▸ DATA
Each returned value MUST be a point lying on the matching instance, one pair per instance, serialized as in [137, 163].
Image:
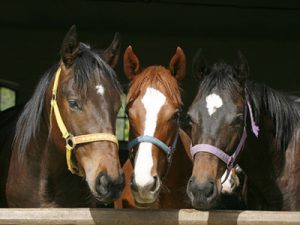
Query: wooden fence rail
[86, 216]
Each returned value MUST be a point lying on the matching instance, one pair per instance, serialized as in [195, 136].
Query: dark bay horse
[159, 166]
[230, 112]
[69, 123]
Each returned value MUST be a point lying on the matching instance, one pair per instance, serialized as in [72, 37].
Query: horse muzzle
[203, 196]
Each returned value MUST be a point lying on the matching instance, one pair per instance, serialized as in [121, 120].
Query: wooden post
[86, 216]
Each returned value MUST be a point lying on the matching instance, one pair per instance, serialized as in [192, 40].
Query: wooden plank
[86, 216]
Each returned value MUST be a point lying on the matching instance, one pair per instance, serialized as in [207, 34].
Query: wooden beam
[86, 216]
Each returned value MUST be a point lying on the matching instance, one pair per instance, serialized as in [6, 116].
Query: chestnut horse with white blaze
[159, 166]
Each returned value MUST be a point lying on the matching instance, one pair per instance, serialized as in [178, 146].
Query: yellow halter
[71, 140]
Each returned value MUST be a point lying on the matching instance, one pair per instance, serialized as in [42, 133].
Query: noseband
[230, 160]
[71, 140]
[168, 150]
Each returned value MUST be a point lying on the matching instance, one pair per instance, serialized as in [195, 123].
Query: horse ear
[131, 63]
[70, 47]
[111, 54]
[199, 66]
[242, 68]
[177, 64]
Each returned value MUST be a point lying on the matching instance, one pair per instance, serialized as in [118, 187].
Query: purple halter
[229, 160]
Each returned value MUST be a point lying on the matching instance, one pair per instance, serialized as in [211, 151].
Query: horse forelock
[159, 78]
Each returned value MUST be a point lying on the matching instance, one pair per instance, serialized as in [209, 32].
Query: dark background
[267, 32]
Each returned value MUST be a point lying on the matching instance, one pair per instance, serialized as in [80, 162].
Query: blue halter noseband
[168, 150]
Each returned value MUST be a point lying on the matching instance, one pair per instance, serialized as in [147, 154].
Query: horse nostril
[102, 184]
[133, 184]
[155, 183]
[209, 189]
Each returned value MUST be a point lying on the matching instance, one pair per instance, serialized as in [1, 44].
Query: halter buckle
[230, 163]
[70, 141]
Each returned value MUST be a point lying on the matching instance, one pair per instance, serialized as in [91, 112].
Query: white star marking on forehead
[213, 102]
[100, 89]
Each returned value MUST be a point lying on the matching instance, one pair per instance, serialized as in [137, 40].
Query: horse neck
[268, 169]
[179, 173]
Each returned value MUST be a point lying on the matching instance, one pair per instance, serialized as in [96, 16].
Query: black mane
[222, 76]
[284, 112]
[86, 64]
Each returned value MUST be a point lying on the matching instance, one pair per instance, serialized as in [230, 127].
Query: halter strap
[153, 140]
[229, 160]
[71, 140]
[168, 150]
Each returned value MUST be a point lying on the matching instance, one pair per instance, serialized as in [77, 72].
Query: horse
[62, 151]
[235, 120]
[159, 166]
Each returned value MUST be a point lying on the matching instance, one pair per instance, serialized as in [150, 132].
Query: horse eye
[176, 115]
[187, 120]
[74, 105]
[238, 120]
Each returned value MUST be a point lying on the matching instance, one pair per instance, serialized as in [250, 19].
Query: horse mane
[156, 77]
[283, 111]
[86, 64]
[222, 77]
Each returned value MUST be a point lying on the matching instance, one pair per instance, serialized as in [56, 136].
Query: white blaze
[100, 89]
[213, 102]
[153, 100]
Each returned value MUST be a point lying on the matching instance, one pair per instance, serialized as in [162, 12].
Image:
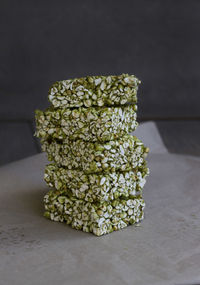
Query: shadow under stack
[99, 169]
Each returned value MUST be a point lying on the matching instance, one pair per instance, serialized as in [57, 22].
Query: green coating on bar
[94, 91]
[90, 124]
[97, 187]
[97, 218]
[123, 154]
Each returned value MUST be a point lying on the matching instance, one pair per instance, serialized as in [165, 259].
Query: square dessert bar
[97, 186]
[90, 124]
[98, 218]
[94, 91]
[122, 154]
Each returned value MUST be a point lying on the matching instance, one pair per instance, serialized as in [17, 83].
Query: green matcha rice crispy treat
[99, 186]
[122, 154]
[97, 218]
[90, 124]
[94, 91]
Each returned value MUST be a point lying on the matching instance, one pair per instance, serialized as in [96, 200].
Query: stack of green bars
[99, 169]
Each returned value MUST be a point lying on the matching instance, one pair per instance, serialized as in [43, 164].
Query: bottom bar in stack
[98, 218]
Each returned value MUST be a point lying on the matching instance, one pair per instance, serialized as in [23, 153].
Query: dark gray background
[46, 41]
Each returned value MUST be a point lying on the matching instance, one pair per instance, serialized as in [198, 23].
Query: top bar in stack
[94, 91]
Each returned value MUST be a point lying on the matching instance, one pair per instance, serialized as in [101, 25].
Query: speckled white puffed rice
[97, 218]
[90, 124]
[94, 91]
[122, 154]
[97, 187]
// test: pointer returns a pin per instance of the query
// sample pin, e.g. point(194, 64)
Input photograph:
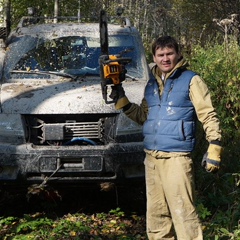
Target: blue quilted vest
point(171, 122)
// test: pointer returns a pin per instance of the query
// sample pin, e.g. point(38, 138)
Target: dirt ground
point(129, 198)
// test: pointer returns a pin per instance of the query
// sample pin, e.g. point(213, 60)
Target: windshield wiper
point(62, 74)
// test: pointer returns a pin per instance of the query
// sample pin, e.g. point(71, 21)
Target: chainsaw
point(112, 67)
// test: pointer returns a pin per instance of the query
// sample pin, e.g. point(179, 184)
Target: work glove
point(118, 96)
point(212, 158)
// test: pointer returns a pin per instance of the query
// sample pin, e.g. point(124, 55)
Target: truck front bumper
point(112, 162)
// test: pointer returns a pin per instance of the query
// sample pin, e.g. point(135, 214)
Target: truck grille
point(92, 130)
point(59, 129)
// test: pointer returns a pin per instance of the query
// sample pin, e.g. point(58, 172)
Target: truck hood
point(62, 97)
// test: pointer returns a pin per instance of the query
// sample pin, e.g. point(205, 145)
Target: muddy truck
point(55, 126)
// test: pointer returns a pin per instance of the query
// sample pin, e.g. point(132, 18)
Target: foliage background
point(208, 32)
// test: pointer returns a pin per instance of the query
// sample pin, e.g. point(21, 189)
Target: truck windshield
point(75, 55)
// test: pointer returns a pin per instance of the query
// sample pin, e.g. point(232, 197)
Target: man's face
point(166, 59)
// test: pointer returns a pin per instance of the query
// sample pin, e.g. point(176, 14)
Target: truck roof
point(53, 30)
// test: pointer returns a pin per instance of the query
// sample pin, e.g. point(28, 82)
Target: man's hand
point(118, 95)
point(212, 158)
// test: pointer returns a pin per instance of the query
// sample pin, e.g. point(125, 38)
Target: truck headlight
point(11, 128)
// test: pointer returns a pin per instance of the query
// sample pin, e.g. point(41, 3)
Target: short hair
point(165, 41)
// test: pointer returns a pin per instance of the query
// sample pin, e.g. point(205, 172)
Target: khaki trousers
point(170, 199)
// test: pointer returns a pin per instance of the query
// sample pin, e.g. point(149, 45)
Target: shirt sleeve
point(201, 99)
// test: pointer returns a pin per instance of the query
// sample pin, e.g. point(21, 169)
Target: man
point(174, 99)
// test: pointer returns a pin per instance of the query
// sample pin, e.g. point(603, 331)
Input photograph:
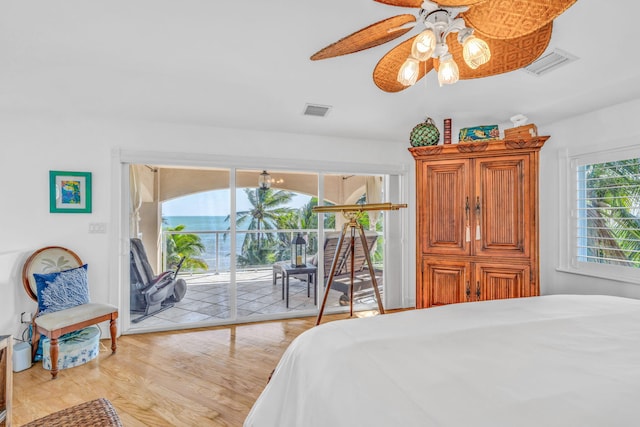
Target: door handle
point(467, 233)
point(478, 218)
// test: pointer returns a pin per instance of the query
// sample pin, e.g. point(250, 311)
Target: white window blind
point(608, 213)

▸ PROMPT
How many lines of the material above contain the word "truck"? Reply with the number alone.

▸ ANSWER IN FULL
7